## Document excerpt
|---|

Union Minister Jaipal Reddy says, the Centre proposes to increase its share of expenditure in public-private partnership metro rail projects in mega cities, report Jatin Gandhi and Madhusree Chatterjee.
Hindustan Times | By Jatin Gandhi/Madhusree Chatterjee, New Delhi
UPDATED ON OCT 28, 2007 02:17 AM IST

The Centre proposes to increase its share of expenditure in public-private partnership metro rail projects in mega cities, Union Minister for Urban Development S Jaipal Reddy told the HT Estates Conclave on Saturday.

“We are thinking of increasing the grant from the current 20 per cent to 30 per cent,” he said, adding that the state could pitch in with 10 per cent while the remaining majority funding would come from the private partner.

The minister said the papers for the proposed change have already been put up for Cabinet approval.

Reddy said it was for the first time in the world that a government was experimenting on the public-private partnership model for metro rail transport. The proposed model is for mega cities — Mumbai, Chennai, Hyderabad and Bangalore. “So far, Mumbai and Hyderabad have come forward to adopt the model.”

For smaller cities, Reddy said, the bus rapid transport system model appears more suitable. “It is also four times cheaper,” he said, adding that the country could not afford personalised transport beyond a point.

Reddy said the momentum of growth was gradually shifting from the Capital to the NCR “which had grown significantly and were acting as counter-magnets to attract the migrant population outside Delhi”. As a result, there has been a decline in the influx of migrants to Delhi.

“Let this conclave dream of slum-free metros,” Reddy said, setting the tenor of the HT Real Estate Conclave on Metros and Beyond: Pushing New Frontiers.

But that does not mean poor people have to live in miserable conditions. The minister said land could be made available in “better places to accommodate the poor people”.

The urban tide, according to the minister, is irreversible. In 1981, the country had 12 metros, which were cities with a population of more than 1 million. In 2001, the number rose to 35, and it is expected to double by 2025. Nearly 50 per cent of the world’s population lives in metros now.

Citing examples of the boom, Sanjay Chandra, the managing director of Unitech, said cities like Jodhpur and Barmer, where houses did not have sewers till a few years ago, are the new growth centres. “These towns are doing extremely well,” he said.

However, builders felt that the process of scrapping the urban land ceiling had to be made more effective on the ground to meet the gap between the huge demand and the supply to make homes cost-effective.

|---|

## Record set
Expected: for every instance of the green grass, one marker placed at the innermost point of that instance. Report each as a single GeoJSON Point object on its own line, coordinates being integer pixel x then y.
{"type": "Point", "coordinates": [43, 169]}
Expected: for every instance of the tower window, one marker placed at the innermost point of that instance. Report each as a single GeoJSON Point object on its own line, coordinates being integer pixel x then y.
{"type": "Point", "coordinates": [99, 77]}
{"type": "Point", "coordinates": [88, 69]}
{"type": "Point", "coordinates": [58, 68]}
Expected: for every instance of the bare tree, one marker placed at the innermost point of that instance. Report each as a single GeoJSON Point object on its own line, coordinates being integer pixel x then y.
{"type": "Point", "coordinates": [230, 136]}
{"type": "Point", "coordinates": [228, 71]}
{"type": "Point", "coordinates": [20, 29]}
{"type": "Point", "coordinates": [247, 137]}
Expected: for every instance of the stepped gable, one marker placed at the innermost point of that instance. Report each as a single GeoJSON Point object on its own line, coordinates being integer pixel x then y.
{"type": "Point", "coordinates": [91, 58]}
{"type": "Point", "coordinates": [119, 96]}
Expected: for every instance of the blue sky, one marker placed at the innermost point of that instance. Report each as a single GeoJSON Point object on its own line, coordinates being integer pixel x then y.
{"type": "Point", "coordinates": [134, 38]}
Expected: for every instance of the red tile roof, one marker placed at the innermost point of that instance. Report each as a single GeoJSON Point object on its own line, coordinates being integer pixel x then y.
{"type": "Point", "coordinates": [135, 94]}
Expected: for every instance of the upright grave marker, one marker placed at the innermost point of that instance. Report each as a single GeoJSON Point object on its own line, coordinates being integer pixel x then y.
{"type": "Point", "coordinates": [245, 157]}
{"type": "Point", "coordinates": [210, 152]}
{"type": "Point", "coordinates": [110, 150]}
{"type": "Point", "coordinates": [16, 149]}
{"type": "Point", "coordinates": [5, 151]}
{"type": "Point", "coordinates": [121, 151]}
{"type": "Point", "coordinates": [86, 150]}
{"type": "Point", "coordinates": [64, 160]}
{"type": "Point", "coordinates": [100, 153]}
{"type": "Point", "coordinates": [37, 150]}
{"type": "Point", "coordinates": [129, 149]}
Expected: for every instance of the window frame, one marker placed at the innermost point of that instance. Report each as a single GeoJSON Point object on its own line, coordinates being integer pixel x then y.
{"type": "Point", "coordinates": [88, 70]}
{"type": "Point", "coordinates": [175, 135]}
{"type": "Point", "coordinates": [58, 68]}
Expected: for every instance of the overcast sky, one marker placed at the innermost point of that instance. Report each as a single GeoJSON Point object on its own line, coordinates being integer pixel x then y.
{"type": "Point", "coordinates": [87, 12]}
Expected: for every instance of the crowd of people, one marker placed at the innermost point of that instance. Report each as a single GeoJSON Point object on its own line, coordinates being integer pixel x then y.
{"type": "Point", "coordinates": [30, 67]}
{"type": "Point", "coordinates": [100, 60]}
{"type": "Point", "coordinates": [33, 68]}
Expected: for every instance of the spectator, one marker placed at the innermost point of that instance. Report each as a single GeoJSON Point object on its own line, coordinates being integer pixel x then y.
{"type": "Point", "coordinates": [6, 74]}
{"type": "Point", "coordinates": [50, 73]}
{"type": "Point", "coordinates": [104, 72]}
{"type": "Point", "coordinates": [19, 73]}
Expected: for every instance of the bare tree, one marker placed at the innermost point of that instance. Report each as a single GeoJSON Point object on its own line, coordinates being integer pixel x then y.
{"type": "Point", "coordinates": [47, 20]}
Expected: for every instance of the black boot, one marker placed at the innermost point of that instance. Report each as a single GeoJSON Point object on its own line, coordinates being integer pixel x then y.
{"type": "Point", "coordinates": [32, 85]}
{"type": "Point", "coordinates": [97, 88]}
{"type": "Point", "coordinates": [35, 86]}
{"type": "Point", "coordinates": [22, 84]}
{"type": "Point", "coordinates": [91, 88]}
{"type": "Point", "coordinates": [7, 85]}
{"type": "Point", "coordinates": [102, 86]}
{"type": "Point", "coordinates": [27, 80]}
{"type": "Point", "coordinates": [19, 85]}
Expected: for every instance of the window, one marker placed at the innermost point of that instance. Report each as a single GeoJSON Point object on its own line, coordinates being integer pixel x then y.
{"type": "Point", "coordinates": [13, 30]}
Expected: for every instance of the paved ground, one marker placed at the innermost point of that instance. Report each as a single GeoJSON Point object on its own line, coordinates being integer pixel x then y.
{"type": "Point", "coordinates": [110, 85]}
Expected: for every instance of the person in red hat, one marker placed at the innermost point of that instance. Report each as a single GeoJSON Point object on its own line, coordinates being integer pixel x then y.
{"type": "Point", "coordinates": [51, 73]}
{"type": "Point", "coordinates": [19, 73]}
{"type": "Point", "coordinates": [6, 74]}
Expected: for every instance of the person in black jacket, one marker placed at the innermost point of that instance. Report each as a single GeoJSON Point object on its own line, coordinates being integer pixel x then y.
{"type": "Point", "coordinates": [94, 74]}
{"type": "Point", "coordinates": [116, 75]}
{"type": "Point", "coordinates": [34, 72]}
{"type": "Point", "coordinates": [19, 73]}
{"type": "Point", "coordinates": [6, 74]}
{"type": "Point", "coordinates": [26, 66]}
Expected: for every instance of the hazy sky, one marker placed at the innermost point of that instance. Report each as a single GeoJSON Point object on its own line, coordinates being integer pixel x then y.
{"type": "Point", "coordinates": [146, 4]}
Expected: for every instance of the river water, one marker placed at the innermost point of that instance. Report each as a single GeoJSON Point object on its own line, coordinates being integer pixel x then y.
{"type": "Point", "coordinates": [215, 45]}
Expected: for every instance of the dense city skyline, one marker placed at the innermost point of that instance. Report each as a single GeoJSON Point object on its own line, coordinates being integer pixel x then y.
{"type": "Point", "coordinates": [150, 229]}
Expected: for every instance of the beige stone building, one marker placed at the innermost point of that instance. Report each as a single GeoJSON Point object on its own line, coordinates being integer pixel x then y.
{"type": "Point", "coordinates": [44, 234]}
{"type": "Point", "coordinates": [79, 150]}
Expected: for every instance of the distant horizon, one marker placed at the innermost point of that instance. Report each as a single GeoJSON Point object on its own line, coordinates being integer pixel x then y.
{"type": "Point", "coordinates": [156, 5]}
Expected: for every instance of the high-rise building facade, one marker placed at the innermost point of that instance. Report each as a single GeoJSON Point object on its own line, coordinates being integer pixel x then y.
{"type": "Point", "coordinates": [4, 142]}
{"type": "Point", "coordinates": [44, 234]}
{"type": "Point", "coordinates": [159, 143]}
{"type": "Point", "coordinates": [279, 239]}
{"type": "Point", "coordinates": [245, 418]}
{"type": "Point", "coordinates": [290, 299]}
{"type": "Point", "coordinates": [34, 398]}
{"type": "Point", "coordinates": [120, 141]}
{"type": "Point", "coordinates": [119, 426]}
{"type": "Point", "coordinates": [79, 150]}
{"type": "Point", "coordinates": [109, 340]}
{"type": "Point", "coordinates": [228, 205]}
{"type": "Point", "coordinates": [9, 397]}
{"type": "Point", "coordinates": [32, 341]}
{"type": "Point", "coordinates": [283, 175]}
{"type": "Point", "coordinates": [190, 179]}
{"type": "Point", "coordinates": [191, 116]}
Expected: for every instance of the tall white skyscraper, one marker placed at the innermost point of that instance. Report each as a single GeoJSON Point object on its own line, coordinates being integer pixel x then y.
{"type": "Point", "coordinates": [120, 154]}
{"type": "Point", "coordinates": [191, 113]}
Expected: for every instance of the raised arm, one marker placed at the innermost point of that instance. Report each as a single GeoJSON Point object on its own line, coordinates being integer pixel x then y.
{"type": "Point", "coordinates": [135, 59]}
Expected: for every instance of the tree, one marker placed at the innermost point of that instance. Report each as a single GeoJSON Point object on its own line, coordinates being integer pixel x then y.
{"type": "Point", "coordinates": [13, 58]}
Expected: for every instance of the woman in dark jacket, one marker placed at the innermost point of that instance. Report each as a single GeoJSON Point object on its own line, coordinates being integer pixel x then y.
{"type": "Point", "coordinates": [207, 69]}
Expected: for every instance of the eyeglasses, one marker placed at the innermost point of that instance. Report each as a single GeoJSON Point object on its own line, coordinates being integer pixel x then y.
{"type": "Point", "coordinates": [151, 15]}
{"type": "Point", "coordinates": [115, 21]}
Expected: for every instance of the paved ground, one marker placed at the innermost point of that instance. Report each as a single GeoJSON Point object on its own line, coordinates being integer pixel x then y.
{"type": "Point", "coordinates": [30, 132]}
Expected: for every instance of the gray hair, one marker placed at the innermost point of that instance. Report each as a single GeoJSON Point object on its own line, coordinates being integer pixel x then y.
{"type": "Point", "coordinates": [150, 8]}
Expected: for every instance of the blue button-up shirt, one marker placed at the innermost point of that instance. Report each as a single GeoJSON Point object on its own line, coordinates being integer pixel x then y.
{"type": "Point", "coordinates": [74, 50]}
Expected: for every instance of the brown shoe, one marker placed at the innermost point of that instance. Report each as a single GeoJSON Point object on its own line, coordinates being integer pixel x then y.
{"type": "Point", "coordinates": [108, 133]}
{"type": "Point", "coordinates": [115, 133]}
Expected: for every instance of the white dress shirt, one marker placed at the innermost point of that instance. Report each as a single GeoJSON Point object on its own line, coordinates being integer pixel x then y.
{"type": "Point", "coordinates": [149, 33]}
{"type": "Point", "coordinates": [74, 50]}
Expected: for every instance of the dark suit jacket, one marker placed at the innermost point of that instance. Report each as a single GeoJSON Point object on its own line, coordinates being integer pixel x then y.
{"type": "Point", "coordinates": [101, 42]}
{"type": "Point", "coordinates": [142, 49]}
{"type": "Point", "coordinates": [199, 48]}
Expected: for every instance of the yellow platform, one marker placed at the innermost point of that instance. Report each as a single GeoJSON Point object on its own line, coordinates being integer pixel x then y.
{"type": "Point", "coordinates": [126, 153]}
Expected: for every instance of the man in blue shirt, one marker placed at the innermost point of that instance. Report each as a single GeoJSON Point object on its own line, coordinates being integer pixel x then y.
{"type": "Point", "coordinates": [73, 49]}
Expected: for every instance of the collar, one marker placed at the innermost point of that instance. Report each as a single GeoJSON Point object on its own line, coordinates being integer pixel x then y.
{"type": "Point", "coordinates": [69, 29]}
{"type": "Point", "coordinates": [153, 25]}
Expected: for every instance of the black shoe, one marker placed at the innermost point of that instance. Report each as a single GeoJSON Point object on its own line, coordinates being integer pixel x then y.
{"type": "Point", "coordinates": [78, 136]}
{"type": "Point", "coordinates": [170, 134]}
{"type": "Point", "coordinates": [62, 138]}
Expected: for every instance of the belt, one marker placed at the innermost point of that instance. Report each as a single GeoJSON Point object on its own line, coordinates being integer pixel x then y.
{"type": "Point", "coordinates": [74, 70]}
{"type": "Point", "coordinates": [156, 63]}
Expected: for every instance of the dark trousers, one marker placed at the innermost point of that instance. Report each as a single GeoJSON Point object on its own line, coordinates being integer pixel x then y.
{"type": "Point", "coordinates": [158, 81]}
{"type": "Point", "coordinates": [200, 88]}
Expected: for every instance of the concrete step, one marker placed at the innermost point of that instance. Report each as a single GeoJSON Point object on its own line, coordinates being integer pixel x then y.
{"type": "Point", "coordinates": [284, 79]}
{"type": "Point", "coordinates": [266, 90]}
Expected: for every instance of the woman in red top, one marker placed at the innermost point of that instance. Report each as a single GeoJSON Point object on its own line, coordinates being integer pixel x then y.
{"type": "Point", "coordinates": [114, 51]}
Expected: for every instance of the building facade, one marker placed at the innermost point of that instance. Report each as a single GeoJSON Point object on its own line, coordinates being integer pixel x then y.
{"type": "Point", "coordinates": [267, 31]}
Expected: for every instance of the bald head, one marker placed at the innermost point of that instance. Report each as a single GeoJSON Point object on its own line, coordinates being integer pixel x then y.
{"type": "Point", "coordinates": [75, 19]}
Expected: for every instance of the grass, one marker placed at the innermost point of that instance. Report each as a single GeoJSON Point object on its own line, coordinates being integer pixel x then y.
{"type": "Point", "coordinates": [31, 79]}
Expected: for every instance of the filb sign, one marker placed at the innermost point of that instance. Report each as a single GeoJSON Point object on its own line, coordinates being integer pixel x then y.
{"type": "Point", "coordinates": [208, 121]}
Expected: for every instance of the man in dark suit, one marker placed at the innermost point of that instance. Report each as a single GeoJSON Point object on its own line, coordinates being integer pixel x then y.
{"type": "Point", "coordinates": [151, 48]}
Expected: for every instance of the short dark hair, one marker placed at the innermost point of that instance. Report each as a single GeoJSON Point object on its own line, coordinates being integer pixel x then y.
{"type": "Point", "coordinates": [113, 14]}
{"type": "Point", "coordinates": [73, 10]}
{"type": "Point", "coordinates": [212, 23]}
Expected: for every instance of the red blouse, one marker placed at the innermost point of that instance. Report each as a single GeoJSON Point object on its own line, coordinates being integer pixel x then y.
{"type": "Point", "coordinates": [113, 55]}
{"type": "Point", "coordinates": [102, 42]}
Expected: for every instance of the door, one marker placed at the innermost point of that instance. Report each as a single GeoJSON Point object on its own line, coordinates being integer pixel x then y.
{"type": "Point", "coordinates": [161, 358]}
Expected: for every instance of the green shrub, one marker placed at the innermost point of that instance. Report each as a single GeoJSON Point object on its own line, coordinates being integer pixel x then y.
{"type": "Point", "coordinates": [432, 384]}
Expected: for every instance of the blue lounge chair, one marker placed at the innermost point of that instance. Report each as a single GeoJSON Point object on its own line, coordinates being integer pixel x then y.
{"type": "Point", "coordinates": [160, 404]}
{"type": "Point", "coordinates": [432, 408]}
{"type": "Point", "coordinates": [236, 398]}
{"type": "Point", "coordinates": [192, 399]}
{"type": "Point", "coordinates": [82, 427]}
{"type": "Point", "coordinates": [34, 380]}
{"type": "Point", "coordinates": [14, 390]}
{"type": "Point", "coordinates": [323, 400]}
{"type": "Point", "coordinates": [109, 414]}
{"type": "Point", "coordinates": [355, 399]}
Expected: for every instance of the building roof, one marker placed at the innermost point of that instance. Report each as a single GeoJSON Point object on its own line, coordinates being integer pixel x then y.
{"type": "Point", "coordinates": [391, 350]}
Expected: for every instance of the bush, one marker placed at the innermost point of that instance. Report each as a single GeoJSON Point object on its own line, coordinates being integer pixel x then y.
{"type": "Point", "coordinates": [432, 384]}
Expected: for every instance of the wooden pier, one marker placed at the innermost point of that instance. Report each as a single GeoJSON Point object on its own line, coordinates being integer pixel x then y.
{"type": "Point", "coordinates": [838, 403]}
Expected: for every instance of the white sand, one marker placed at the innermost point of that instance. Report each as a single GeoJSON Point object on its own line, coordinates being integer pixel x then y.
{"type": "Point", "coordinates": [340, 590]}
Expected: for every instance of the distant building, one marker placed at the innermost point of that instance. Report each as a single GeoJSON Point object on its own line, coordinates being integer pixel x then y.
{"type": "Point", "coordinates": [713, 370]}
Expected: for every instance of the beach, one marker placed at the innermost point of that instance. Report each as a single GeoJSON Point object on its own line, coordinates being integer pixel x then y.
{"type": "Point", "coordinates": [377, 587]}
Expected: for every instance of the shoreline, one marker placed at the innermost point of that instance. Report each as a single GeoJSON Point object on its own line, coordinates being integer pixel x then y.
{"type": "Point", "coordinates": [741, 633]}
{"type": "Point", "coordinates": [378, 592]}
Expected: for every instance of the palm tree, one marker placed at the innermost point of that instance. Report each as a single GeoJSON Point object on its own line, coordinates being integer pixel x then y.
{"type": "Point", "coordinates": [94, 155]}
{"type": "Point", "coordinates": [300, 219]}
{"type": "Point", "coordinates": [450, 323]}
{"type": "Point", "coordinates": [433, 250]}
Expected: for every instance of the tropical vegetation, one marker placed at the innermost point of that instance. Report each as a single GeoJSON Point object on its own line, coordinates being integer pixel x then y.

|---|

## The tasks
1) Condense the paragraph of the metro rail article beginning "The urban tide, according to the minister" into a shorter version that keeps its main facts.
2) In the metro rail article, switch "smaller cities" to "medium-sized cities" and give the passage that begins at the words "For smaller cities, Reddy" and stops after "beyond a point.".

## Written answers
1) The minister called the urban tide irreversible: the country's metros (cities of more than 1 million people) rose from 12 in 1981 to 35 in 2001, and their number is expected to double by 2025. Nearly half the world's population now lives in metros.

2)
For medium-sized cities, Reddy said, the bus rapid transport system model appears more suitable. “It is also four times cheaper,” he said, adding that the country could not afford personalised transport beyond a point.